§ **Dataset records about object locations**
★ ★ ★ ★ ★

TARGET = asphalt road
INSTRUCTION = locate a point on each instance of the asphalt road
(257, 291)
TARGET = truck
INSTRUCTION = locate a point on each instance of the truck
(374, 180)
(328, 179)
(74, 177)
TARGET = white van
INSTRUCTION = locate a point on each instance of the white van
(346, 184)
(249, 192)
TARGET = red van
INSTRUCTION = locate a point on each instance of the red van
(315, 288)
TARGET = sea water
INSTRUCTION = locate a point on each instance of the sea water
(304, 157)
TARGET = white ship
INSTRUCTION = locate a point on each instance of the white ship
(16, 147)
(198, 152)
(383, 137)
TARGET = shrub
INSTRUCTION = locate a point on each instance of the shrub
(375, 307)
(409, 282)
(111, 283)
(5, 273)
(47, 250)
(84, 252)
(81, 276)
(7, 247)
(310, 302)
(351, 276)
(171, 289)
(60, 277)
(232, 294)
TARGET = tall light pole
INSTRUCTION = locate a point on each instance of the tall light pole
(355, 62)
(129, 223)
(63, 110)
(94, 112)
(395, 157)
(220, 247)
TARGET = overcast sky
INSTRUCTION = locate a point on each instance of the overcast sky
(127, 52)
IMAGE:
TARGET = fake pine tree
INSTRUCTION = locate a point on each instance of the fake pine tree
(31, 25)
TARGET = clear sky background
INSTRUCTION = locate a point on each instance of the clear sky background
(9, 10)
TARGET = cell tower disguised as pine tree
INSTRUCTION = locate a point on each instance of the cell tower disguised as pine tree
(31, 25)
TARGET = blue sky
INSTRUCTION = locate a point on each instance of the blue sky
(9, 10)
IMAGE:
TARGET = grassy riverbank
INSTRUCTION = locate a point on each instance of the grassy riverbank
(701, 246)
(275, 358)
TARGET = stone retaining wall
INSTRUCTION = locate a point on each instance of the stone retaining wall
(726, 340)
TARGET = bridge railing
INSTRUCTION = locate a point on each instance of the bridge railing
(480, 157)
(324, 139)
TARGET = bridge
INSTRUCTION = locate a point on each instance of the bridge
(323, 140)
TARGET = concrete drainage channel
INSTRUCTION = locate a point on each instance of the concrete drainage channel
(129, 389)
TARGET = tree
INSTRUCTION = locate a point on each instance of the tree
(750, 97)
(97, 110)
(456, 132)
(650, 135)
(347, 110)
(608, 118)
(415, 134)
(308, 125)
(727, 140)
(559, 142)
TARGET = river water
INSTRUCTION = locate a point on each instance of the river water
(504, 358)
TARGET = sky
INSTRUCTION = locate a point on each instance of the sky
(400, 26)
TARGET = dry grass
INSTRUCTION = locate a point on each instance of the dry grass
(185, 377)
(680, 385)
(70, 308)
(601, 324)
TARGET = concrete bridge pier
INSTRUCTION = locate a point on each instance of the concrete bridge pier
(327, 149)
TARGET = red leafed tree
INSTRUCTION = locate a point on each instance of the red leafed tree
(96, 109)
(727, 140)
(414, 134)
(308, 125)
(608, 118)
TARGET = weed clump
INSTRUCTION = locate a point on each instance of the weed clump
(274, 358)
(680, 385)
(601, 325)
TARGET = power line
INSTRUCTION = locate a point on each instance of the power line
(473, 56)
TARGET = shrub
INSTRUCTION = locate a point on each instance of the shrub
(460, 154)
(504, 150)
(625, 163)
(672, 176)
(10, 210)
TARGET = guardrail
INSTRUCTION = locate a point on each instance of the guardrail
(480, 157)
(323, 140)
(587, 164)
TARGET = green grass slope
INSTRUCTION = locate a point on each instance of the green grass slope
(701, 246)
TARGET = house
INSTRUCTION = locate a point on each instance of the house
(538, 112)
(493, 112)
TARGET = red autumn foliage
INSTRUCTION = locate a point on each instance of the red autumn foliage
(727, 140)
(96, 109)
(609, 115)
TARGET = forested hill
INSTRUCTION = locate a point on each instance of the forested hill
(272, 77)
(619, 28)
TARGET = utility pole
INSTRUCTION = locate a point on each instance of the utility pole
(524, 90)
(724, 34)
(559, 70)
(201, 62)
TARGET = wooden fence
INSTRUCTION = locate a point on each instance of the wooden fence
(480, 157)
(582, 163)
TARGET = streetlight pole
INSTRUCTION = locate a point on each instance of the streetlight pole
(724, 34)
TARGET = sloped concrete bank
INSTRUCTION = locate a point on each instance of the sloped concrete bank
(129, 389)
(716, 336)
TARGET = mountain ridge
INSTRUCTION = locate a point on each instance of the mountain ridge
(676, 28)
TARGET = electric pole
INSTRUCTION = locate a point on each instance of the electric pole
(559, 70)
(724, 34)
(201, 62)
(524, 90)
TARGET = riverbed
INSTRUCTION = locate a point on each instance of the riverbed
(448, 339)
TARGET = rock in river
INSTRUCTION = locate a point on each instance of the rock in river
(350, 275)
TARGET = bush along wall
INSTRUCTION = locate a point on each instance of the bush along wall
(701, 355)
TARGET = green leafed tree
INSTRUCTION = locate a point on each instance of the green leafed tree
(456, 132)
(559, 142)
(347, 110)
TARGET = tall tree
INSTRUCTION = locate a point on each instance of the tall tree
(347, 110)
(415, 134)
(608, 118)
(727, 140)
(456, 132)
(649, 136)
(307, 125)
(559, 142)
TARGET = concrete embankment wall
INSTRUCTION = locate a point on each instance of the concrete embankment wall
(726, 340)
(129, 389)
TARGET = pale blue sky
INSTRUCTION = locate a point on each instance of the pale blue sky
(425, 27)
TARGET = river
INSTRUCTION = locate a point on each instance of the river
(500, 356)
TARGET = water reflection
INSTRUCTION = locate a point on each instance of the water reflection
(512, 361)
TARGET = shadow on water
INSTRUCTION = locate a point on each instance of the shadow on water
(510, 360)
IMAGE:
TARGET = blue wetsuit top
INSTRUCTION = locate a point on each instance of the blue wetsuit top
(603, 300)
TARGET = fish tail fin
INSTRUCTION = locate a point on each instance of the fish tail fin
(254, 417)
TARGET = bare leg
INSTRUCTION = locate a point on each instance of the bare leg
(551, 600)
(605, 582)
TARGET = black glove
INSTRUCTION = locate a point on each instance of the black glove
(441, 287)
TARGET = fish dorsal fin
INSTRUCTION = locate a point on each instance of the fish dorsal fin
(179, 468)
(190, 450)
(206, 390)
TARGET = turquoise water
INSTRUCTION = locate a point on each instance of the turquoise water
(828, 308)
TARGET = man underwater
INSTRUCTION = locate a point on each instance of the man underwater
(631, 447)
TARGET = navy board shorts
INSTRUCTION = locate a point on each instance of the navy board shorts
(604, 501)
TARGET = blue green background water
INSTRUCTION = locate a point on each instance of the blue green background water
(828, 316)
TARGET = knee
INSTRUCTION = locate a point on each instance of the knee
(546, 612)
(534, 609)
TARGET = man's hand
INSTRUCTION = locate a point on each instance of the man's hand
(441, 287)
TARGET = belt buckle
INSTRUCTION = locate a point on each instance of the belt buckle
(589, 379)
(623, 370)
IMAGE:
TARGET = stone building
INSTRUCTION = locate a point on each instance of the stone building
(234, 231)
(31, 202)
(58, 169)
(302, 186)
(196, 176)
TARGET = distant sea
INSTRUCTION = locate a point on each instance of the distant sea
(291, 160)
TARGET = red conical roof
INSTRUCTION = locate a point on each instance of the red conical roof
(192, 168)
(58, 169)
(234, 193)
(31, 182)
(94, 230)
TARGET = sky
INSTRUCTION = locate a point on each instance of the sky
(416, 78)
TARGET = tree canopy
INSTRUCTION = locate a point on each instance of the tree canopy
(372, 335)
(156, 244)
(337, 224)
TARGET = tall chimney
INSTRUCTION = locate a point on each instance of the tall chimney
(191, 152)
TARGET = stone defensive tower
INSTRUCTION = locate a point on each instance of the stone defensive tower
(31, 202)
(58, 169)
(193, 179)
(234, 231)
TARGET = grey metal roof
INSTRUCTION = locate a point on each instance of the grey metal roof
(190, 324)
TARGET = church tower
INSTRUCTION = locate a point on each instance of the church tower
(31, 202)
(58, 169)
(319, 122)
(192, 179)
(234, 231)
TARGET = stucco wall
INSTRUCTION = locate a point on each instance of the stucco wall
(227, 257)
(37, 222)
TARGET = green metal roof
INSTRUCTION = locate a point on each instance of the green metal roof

★ ★ ★ ★ ★

Repeat, character for character, the lines from the one that holds "TARGET = distant sea" to the final line of the material, inclusive, and no other lines.

TARGET = distant sea
INSTRUCTION = locate a point on each instance of the distant sea
(291, 160)
TARGET = red conical roof
INSTRUCTION = locate a point on each instance of the red conical roof
(192, 168)
(58, 169)
(234, 193)
(31, 182)
(94, 230)
TARGET = sky
INSTRUCTION = locate a point on each instance of the sky
(416, 78)
TARGET = tree canopy
INSTRUCTION = locate a point on each instance of the tree canopy
(372, 335)
(156, 244)
(337, 224)
TARGET = tall chimney
INSTRUCTION = locate a point on each instance of the tall chimney
(191, 152)
TARGET = stone defensive tower
INSTRUCTION = locate a point on each instance of the stone defensive tower
(31, 202)
(58, 169)
(193, 179)
(234, 231)
TARGET = grey metal roof
INSTRUCTION = locate a point on each instance of the grey metal roof
(190, 324)
TARGET = church tower
INSTRUCTION = locate a point on each instance of the church tower
(31, 202)
(58, 169)
(319, 122)
(192, 179)
(234, 231)
TARGET = stucco wall
INSTRUCTION = locate a point on each instance of the stucco wall
(227, 257)
(37, 222)
TARGET = green metal roof
INSTRUCTION = locate a point on each instance of the green metal roof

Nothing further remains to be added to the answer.